Extract ▸
----------------------------------------
People struggle with the idea of election for many reasons. My estimation of reasons includes:
- The culture has so impacted the church to exalt autonomous man that true Christianity is indistinguishable from the synergistic version present in most so called churches and communities.
- The church has failed to defend God’s glory in order to please people, making man bigger than God, when man is actually not bigger than God.
- Some individuals have been given exactly what they want: a religion that edits the God of the Bible and demands no renewing of mind from them.
Nonetheless, untangling the distorted web of the human mind in regards to election requires great wisdom. Some may wish to simply state the truth that God indeed elects some sinners to salvation and others are left to go into their just due of damnation. However, the way we convey this truth matters.
This is where Bunyan’s Pilgrim’s Progress comes into play. Illustrations help believers to understand a difficult truth at a comparably comfortable level.
Bunyan writes in this aforementioned work a description of a “man in an iron cage.” One comments on this scene the following:
It appears that Bunyan may have embraced a more moderate view of reprobation as a kind of non-election—God has chosen some for eternal life and has bypassed others. Yet at the same time Bunyan would assert that men go into eternal condem nation because they willfully and deliber ately choose evil over righteousness. A place where this can be clearly seen is in a part of a detailed flow chart drawn up by Bunyan himself entitled, A Map Showing the Order and Cause of Salvation and Damnation. Over the “dark” side of this ordo salutis Bunyan writes in verse:
These lines are black, and so are those That do eternal life oppose, Which those will do most willingly, Whom God doth leave to live and die.
----------------------------------------
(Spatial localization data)

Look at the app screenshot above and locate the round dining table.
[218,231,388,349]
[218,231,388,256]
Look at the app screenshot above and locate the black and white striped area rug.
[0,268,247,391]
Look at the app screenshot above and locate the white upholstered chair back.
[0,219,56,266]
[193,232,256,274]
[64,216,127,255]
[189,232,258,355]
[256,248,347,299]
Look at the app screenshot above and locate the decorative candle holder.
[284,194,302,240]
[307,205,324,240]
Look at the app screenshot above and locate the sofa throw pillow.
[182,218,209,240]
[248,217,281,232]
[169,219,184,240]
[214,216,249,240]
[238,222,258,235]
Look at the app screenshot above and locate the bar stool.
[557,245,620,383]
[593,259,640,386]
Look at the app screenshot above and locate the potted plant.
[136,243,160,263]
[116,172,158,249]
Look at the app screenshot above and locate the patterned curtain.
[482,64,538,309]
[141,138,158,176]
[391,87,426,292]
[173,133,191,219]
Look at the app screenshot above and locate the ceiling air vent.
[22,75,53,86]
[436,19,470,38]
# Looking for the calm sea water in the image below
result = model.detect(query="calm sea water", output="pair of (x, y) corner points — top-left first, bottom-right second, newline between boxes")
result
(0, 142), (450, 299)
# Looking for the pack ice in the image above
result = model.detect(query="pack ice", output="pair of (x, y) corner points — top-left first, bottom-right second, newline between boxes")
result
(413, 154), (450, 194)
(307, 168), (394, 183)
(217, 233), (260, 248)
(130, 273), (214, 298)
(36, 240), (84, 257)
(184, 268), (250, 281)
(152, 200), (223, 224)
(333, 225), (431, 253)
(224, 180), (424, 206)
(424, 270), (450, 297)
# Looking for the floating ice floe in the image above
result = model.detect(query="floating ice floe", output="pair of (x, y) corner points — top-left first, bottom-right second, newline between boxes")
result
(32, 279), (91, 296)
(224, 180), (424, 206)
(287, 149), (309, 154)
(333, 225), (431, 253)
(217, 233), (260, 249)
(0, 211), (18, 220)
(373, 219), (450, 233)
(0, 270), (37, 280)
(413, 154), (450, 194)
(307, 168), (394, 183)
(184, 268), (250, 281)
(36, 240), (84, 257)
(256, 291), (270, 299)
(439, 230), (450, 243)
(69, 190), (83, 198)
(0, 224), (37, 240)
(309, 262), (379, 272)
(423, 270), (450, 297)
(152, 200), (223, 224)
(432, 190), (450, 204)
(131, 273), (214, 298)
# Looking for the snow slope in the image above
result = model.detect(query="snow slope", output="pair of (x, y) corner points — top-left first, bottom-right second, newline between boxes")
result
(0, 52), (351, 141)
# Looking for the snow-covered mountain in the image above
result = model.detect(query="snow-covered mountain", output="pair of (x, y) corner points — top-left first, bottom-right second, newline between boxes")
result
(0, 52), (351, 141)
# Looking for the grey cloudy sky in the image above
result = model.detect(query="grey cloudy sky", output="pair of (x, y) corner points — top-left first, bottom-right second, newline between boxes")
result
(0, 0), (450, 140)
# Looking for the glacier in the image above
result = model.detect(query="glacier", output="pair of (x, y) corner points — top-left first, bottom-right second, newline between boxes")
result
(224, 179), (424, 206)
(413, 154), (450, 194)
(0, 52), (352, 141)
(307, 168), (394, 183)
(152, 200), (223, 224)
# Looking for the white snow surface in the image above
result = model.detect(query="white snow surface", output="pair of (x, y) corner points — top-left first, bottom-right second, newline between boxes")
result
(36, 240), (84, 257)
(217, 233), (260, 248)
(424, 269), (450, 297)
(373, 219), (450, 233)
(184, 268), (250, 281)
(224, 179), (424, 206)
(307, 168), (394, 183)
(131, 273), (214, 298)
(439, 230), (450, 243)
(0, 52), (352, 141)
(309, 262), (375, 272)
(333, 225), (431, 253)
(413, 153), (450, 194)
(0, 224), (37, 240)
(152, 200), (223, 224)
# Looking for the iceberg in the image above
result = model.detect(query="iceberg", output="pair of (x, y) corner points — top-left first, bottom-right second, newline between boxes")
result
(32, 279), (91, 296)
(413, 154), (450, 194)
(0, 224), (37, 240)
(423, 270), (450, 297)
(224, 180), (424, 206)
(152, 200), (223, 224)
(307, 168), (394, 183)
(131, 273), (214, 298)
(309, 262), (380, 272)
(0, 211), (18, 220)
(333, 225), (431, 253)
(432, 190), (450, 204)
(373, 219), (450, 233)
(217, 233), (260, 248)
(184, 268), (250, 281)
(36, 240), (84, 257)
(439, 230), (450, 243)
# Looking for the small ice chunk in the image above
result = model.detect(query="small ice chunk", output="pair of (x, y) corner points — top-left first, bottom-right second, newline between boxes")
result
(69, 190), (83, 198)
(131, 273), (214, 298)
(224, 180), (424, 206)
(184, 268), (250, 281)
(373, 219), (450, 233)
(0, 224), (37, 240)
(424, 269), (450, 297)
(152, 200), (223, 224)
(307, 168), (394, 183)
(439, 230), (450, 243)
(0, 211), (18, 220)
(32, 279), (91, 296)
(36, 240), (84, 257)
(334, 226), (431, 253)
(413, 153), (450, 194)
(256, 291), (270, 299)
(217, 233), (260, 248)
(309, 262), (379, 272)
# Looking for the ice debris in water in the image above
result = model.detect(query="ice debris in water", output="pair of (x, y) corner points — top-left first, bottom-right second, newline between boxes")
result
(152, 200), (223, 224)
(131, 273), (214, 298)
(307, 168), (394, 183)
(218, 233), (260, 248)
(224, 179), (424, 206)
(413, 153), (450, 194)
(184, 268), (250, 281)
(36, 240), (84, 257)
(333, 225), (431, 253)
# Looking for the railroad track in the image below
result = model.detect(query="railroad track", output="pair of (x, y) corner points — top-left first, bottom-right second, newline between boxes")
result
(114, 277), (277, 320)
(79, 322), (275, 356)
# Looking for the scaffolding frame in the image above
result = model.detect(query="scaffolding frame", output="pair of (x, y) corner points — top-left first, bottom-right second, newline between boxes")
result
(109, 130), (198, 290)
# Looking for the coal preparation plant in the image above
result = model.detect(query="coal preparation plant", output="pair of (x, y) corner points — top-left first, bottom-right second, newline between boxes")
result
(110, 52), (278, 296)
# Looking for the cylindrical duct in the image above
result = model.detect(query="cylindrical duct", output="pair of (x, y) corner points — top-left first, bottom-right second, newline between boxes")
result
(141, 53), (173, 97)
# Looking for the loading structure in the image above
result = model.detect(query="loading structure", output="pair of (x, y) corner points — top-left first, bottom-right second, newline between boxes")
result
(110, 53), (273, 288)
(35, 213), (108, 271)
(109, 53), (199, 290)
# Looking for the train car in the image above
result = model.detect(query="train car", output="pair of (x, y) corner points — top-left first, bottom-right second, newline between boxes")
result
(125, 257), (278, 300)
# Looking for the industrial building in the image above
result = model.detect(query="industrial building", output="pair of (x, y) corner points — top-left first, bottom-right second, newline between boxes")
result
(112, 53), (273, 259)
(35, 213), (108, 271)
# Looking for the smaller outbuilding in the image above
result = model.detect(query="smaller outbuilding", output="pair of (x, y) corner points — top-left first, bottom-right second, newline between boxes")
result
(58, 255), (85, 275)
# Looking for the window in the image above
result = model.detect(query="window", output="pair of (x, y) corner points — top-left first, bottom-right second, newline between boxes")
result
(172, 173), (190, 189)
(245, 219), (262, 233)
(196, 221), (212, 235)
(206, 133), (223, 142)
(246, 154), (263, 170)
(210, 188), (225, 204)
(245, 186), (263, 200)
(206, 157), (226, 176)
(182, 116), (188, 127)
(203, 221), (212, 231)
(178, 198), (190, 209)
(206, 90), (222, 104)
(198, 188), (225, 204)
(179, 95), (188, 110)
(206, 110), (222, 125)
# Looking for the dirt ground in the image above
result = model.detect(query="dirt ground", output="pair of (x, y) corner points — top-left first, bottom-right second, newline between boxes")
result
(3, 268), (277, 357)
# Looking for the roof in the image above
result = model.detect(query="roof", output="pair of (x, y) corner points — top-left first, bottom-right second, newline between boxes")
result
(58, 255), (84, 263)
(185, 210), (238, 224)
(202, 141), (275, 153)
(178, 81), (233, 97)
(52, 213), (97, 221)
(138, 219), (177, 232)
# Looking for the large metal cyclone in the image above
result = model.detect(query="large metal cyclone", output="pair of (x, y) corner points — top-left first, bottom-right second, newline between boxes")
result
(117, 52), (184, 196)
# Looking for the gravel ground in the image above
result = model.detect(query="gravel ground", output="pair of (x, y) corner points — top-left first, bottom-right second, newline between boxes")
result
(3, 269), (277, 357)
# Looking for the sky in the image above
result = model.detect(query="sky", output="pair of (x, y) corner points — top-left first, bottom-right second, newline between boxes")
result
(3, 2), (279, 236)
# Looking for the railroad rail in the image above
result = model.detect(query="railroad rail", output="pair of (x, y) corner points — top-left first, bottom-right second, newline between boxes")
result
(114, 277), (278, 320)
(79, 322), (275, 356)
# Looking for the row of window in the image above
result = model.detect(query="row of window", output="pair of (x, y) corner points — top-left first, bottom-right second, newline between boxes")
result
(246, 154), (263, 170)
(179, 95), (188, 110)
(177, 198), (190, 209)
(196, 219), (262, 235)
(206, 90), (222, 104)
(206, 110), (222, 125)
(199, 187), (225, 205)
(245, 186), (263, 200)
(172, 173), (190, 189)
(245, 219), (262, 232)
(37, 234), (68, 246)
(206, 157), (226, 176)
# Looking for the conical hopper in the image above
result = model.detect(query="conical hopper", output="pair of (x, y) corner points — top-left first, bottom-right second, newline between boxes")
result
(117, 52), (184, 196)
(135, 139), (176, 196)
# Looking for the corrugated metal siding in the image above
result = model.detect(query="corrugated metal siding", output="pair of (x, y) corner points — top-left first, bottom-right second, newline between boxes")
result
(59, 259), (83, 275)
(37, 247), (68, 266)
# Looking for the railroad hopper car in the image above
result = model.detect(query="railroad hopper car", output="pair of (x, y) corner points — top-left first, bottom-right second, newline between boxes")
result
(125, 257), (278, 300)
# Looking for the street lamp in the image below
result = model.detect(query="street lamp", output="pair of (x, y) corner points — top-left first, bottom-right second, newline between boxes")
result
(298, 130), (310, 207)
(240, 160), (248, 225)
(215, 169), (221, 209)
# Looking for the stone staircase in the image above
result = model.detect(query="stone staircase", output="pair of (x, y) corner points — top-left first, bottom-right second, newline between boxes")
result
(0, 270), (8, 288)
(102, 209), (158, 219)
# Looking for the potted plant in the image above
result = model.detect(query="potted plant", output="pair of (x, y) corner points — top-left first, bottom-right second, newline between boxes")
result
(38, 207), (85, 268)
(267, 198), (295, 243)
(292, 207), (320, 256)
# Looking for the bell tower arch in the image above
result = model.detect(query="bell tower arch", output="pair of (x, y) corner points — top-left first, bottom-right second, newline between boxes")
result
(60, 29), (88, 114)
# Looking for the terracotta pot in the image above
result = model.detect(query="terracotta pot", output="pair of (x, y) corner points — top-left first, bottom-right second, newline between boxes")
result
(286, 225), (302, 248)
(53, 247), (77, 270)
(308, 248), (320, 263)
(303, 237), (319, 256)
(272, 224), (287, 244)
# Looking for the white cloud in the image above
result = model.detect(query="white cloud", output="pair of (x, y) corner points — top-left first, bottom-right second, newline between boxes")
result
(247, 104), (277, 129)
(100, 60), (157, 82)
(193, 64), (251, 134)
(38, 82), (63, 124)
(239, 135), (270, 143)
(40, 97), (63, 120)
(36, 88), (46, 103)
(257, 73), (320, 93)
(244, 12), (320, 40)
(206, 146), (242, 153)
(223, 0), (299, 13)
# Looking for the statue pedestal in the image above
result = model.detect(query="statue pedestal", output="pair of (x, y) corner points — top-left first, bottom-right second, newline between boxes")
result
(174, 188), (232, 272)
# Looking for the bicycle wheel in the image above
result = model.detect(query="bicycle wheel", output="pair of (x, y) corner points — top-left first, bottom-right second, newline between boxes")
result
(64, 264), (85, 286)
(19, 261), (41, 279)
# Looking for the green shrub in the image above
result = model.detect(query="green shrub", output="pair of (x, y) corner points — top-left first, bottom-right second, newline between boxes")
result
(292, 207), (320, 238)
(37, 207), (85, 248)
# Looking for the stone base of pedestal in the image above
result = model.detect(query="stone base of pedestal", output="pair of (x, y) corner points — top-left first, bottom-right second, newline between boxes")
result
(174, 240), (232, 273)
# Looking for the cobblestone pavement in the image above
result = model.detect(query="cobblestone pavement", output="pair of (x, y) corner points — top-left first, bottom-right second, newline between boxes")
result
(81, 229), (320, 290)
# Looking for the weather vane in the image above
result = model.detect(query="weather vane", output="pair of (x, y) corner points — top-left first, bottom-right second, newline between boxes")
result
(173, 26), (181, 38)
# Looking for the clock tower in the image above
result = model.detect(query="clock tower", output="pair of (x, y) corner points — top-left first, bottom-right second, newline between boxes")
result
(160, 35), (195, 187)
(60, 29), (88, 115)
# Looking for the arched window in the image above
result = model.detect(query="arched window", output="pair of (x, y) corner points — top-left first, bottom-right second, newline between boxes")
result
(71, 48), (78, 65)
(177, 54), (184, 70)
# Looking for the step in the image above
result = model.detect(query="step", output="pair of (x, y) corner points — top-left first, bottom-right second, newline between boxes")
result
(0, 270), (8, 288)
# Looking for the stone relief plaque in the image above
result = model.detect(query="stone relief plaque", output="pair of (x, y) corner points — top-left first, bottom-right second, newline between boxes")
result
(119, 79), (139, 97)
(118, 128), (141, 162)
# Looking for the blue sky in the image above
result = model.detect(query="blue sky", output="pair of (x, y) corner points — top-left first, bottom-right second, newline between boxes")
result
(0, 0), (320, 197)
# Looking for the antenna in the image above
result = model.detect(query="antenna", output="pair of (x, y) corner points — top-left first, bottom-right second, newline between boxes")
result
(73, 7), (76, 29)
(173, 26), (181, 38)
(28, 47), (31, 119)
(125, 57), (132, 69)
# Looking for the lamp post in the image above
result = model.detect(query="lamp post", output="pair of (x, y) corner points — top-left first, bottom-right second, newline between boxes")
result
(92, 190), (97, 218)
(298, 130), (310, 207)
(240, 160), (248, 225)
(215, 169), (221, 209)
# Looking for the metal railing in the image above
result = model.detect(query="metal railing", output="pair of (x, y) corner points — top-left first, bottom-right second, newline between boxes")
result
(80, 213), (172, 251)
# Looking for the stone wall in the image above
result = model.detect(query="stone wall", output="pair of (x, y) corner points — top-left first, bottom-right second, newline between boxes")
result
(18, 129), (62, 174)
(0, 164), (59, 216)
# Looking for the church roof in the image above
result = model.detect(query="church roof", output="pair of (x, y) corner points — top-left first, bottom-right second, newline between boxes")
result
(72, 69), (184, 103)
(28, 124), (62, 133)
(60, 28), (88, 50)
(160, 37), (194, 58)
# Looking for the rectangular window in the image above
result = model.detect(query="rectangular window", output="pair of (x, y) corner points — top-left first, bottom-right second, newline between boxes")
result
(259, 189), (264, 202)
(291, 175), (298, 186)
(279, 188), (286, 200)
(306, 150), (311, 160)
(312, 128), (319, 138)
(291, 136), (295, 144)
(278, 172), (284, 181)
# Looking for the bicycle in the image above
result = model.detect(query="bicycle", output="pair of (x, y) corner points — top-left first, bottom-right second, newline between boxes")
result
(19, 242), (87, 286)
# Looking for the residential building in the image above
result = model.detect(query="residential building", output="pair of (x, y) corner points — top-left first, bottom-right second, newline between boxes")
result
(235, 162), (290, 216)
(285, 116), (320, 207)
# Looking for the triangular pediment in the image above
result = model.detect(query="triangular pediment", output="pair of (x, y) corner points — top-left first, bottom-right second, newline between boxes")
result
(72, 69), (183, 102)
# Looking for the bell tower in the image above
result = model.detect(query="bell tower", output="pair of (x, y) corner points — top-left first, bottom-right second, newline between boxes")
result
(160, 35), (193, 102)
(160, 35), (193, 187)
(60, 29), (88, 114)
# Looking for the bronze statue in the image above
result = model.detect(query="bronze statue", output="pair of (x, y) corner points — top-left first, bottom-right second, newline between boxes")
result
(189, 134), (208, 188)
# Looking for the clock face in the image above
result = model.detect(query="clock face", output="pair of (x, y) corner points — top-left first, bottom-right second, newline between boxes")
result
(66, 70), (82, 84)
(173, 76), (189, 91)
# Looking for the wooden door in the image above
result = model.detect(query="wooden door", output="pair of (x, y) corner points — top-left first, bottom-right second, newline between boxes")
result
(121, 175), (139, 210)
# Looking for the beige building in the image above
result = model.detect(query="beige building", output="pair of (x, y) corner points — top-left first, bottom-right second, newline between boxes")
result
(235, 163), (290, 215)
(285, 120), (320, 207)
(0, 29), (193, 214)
----------------------------------------
Task goal ▸ Can you reproduce, word for word, the part of the passage on election that opens with the words containing "People struggle with" and closes with "bigger than God."?

Finished task ▸
People struggle with the idea of election for many reasons. My estimation of reasons includes:
- The culture has so impacted the church to exalt autonomous man that true Christianity is indistinguishable from the synergistic version present in most so called churches and communities.
- The church has failed to defend God’s glory in order to please people, making man bigger than God, when man is actually not bigger than God.